Last year, Volkswagen's core brand, VW, booked net earnings of some 1.9 billion euros ($2.02 billion), down 11.1 percent from a year earlier and excluding one-off effects resulting from the carmaker's global pollution scandal.

VW revenues dropped by 0.6 percent in 2016 to 105.7 billion euros, the company reported in Wolfsburg on Tuesday.

The German automaker said it wanted to make its core brand more profitable. Annual costs would be reduced by 3.7 billion euros by 2020, involving massive job cuts.

US market in focus

Volkswagen confirmed annual results for the whole 12-brand company, with bottom-line profit for 2016 coming in at 5.1 billion euros and sales rising by 2 percent - enough to topple Toyota from top position among the world's top-selling carmakers.

Volkswagen executives said the US would remain a key market for the whole company despite US President Donald Trump's protectionist agenda.

VW goes back to the future

"We'll stick to our investment decisions and our facilities in the US and want to play a much bigger role in the country in the long term," CEO Matthias Müller said in a statement, pointing to the successes that Audi and Porsche had already had in the US.

Reforming the bonus system

Volkswagen also reported that its top executives earned a total of 39.5 million euros last year, down from the 63 million euros they received a year earlier. CEO Matthias Müller for instance pocketed 7.25 million in 2016.

The company only recently made changes to its salary and bonus program, stipulating among other things that the members of the supervisory board were no longer entitled to bonuses.

As of 2017, the chief executive must not get more than 10 million euros in annual earnings, regardless of the company's overall performance.

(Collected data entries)
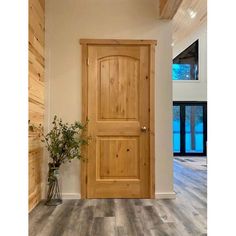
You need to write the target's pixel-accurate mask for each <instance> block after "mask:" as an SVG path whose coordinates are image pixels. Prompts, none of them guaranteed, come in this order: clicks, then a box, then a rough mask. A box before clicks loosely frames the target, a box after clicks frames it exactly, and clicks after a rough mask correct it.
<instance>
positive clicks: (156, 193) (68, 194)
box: [62, 192, 176, 199]
mask: <svg viewBox="0 0 236 236" xmlns="http://www.w3.org/2000/svg"><path fill="white" fill-rule="evenodd" d="M155 198H156V199H175V198H176V193H175V192H162V193H155ZM62 199H81V194H80V193H62Z"/></svg>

* Your assignment:
Rewrite the passage of the Volkswagen earnings report starting with "VW goes back" and going on through "company's overall performance.", using "management board" in place of "supervisory board".

* Completed task:
VW goes back to the future

"We'll stick to our investment decisions and our facilities in the US and want to play a much bigger role in the country in the long term," CEO Matthias Müller said in a statement, pointing to the successes that Audi and Porsche had already had in the US.

Reforming the bonus system

Volkswagen also reported that its top executives earned a total of 39.5 million euros last year, down from the 63 million euros they received a year earlier. CEO Matthias Müller for instance pocketed 7.25 million in 2016.

The company only recently made changes to its salary and bonus program, stipulating among other things that the members of the management board were no longer entitled to bonuses.

As of 2017, the chief executive must not get more than 10 million euros in annual earnings, regardless of the company's overall performance.